Your instructions: Reproduce, character for character, the lines from the one containing "Mark the region of each instance of the black" through the end of the records.

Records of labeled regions

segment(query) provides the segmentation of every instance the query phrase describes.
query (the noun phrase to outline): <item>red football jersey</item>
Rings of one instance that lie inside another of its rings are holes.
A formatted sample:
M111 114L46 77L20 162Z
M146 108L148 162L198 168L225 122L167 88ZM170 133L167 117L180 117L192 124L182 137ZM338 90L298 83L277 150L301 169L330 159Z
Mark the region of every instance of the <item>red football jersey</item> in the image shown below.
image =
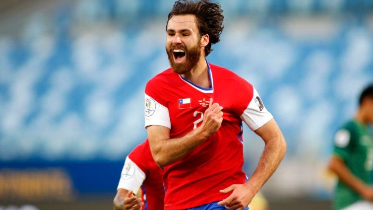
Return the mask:
M145 90L145 127L171 129L183 137L200 126L210 98L223 107L219 130L182 159L165 167L165 210L180 210L221 201L222 190L243 184L242 121L255 130L272 118L253 87L226 69L208 64L212 87L204 88L169 69L157 75Z
M146 140L133 149L125 159L118 189L132 190L141 187L142 210L163 210L165 197L161 169L154 162Z

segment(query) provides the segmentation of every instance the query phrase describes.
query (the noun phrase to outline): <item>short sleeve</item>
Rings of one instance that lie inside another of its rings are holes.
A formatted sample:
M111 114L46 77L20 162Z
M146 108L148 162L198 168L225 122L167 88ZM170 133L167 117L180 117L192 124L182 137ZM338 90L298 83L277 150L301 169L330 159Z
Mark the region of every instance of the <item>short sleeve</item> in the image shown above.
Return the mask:
M117 189L131 190L136 194L146 178L145 173L127 156L122 170Z
M348 157L351 152L353 141L351 140L351 132L349 129L339 130L334 135L333 153L343 160Z
M251 100L240 117L251 131L255 131L267 123L273 117L265 108L255 88L252 87L252 90Z
M145 128L153 125L171 128L167 103L160 86L162 86L161 83L153 79L150 80L145 87L144 102Z

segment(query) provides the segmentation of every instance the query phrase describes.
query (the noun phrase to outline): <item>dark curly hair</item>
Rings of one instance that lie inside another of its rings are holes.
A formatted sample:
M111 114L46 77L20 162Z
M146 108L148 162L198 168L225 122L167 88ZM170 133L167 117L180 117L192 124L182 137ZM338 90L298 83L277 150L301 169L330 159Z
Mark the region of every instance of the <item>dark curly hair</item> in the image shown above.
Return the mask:
M209 0L194 1L191 0L179 0L175 2L174 7L168 14L168 21L174 15L193 14L197 20L199 35L208 34L210 41L205 48L205 56L212 51L211 45L217 43L224 26L224 16L220 4ZM166 30L167 25L166 24Z
M359 105L361 105L366 98L373 98L373 83L367 86L359 98Z

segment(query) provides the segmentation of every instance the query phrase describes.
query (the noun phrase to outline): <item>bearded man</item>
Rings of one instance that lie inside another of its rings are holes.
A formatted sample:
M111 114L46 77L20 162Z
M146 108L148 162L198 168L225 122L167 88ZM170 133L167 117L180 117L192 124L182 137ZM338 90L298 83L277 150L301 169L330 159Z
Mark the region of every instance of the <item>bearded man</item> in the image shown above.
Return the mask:
M165 210L247 210L285 155L283 136L254 87L206 60L219 41L222 11L207 0L176 1L166 26L171 68L145 87L145 127L164 169ZM265 144L249 179L243 121Z

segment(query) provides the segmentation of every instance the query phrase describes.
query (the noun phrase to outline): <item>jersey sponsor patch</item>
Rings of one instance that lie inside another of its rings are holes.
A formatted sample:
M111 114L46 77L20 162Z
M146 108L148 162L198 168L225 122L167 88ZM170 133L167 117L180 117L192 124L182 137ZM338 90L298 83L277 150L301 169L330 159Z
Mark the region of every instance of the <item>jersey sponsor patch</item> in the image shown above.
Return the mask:
M190 98L183 98L179 99L179 108L187 109L191 107L190 105Z
M350 142L351 135L350 132L346 129L341 129L335 134L334 142L339 147L345 147Z
M155 101L151 98L145 99L145 115L151 116L155 111Z
M209 104L209 102L206 101L206 98L203 98L202 100L199 100L198 101L198 103L199 103L200 105L203 106L203 107L206 107Z
M123 168L122 177L124 179L129 179L135 174L135 170L134 165L131 162L128 162L125 163L125 165L124 165Z

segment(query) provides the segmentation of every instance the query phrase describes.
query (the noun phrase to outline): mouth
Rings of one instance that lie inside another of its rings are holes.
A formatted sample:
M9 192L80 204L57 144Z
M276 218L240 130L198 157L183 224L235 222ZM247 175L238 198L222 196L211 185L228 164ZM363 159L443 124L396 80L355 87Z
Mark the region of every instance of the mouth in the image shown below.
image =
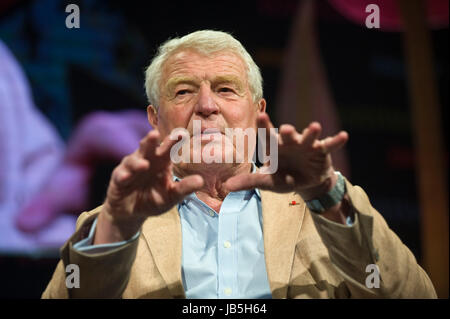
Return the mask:
M200 132L194 132L192 136L206 136L206 135L215 135L215 134L223 134L222 130L217 127L202 127Z

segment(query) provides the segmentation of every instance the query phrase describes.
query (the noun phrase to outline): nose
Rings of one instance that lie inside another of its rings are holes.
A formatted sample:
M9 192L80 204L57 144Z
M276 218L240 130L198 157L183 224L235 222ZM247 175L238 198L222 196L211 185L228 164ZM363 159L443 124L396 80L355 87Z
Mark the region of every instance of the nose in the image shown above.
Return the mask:
M212 114L219 113L219 107L213 98L211 88L203 84L198 93L197 103L195 105L195 113L202 117L209 117Z

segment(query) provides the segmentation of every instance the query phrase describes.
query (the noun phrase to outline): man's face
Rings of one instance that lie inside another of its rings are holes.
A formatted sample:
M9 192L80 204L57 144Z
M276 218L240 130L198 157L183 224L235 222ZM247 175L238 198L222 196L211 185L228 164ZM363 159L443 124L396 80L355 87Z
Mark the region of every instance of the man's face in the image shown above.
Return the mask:
M205 129L220 132L194 136L204 146L216 137L226 140L225 128L252 128L256 132L256 117L264 111L264 99L253 102L240 57L231 52L205 56L183 50L163 66L158 114L149 107L149 120L162 139L175 128L186 128L193 136L194 121L200 121L202 133ZM245 143L245 152L247 148Z

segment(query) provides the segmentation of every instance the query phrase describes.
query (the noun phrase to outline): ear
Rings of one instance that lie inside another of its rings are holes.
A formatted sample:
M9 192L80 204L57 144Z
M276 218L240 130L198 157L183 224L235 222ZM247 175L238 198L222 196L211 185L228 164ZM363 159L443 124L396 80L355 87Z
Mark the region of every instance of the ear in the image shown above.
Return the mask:
M148 122L151 124L151 126L155 129L158 128L158 111L153 105L147 106L147 118Z
M264 113L266 111L266 100L261 99L258 102L258 112Z

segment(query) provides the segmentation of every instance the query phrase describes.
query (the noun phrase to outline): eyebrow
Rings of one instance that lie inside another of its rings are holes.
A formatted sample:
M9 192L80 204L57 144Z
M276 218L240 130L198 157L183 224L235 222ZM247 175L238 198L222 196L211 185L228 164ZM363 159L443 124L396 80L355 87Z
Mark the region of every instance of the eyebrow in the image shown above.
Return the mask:
M193 76L176 76L167 80L165 85L167 94L172 94L175 90L175 87L179 84L190 84L193 86L199 86L200 79ZM235 75L219 75L212 79L211 84L213 86L230 83L236 87L236 90L239 94L242 94L244 91L244 84L241 79Z

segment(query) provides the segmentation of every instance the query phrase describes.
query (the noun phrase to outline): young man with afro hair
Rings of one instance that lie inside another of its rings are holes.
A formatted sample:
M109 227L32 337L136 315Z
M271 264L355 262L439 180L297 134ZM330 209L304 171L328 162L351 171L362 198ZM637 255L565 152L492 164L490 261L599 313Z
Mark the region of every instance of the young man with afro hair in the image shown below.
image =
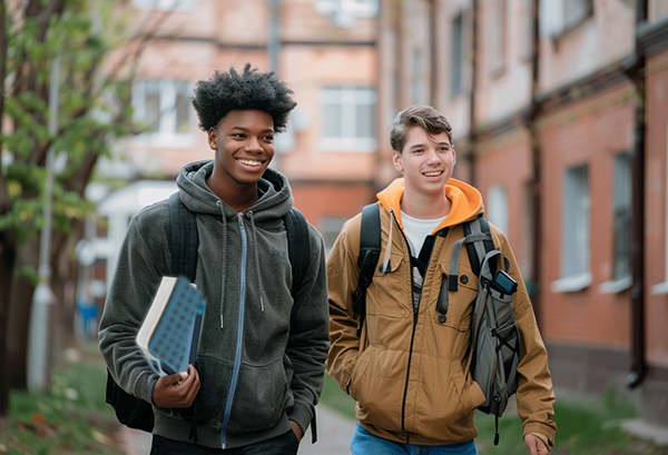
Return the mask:
M100 348L120 387L153 404L151 454L295 454L315 413L330 346L322 236L293 300L284 215L286 178L268 167L274 136L296 106L274 72L246 65L195 88L210 161L176 179L195 214L195 285L206 298L197 368L158 376L135 343L163 276L171 275L168 201L128 227L105 311ZM195 409L195 423L175 409Z

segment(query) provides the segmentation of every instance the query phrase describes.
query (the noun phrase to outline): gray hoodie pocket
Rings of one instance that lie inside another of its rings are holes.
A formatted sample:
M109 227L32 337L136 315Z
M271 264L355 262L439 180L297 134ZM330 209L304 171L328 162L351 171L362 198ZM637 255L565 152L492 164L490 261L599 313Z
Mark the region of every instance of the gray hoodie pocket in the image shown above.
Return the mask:
M242 363L228 431L258 432L276 425L285 415L287 389L282 358L265 365Z

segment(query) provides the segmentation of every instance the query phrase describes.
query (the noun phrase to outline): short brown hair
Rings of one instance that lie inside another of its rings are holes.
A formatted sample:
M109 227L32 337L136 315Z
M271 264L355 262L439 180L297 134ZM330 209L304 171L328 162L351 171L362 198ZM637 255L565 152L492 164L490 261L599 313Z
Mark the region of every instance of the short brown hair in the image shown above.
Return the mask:
M407 130L412 127L421 127L430 135L446 132L450 144L454 146L452 127L448 119L431 106L413 105L399 112L392 121L392 130L390 131L392 150L402 152L406 145Z

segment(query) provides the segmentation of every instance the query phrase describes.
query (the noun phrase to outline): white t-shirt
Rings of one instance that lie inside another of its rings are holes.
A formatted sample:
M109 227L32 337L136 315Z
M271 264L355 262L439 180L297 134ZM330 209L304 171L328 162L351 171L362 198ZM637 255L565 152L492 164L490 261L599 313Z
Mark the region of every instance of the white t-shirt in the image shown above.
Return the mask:
M411 247L411 255L413 257L420 256L424 239L432 234L444 219L445 217L435 219L413 218L404 214L403 210L401 211L401 222L406 238L409 239L409 246Z

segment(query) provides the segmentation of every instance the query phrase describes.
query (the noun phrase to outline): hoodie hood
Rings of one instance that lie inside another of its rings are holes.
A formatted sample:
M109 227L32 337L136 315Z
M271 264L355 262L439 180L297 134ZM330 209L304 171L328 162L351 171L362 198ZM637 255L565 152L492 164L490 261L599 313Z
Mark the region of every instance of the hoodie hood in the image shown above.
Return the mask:
M394 217L403 228L401 221L401 199L404 194L405 182L403 178L395 179L387 188L379 192L379 204L384 207L387 211L392 209ZM443 222L439 225L434 233L443 229L444 227L456 226L464 221L477 218L484 214L484 205L482 204L482 196L472 186L464 184L461 180L454 178L448 179L444 187L445 197L450 199L452 207L450 214L445 217Z
M214 171L214 161L198 161L185 166L178 177L176 185L180 190L184 205L194 212L218 215L220 208L217 206L218 196L206 185L206 179ZM259 199L253 205L255 221L282 218L293 206L293 197L289 184L285 176L275 169L267 168L262 179L257 182ZM223 204L226 218L237 215L235 210Z

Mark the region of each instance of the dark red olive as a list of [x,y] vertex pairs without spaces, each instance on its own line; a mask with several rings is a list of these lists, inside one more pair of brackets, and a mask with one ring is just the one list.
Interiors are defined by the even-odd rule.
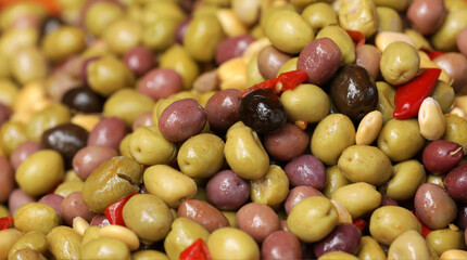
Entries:
[[286,123],[286,110],[272,89],[253,90],[240,101],[240,120],[260,133],[278,130]]
[[88,131],[86,129],[67,122],[59,125],[43,132],[41,145],[43,148],[59,152],[65,160],[66,167],[72,167],[73,157],[86,146]]
[[378,90],[368,72],[358,65],[341,67],[330,82],[330,96],[338,110],[354,121],[376,109]]
[[104,99],[88,88],[73,88],[63,95],[62,103],[84,113],[102,112]]

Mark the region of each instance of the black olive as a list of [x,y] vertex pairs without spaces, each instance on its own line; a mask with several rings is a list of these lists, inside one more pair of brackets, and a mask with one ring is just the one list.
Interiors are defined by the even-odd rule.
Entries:
[[286,110],[272,89],[250,92],[240,101],[240,120],[254,131],[269,133],[286,123]]
[[63,95],[62,103],[84,113],[102,112],[104,99],[89,88],[73,88]]
[[77,125],[66,122],[51,128],[42,133],[41,146],[59,152],[67,168],[72,166],[73,157],[88,142],[88,131]]
[[359,121],[378,104],[378,90],[368,72],[357,65],[341,67],[330,82],[330,98],[336,108]]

Correct response:
Mark the region of each instance of the black olive as a list of [x,y] vertex pairs without spaces, each instance on its own line; a mask with several rings is a list of these lists, inside one more pair of brackets, and a mask with one ring is just the one list.
Interiors are defined by the even-odd rule.
Entries:
[[286,110],[272,89],[250,92],[240,101],[240,120],[254,131],[269,133],[286,123]]
[[63,95],[62,103],[84,113],[102,112],[104,99],[89,88],[73,88]]
[[77,125],[66,122],[51,128],[42,133],[41,146],[59,152],[67,168],[72,166],[73,157],[88,142],[88,131]]
[[359,121],[378,104],[378,90],[368,72],[357,65],[341,67],[330,82],[330,98],[336,108]]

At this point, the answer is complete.